### WHAT YOU WILL DO
Put the rows below into a Markdown table with the columns No. and Line. Number every line and leave out any blank lines.

### RECORDED DATA
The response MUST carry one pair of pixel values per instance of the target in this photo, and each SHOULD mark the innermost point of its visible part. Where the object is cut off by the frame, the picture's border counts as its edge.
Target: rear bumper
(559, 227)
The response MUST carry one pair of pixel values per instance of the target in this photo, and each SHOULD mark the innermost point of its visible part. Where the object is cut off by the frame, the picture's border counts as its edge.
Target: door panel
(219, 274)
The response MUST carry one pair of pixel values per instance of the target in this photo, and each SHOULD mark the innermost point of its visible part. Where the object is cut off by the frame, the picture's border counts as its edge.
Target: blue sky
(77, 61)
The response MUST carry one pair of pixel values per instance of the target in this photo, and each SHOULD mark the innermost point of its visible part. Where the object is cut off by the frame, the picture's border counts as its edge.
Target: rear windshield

### SOLUTION FOR THIS EXERCISE
| No. | Line |
|---|---|
| 1 | The response MUST carry one pair of pixel values per instance of the target in this photo, and each SHOULD mark the innermost point of its visible part. Where the object is cut off by the frame, the picture's border counts as its edge. |
| 2 | Target: rear bumper |
| 3 | (559, 227) |
| 4 | The response MUST carry one pair of pixel values per instance of the target in this photo, and each SHOULD mark the innermost point of its visible part. Where the object is cut off by the frame, the picture's border counts as its edge. |
| 5 | Target: door panel |
| 6 | (219, 274) |
| 7 | The response MUST carry one pair of pixel values per instance of the target in this photo, and each SHOULD mark the innermost point of its visible part. Where the object is cut off by the frame, the picture's border counts as its edge. |
| 8 | Target: blue sky |
| 9 | (77, 61) |
| 10 | The response MUST carry one pair of pixel values per instance of the target in this photo, and each SHOULD mark the innermost point of its visible part. Where the object is cut off by the frame, the picture's border counts as its edge. |
| 11 | Target: rear windshield |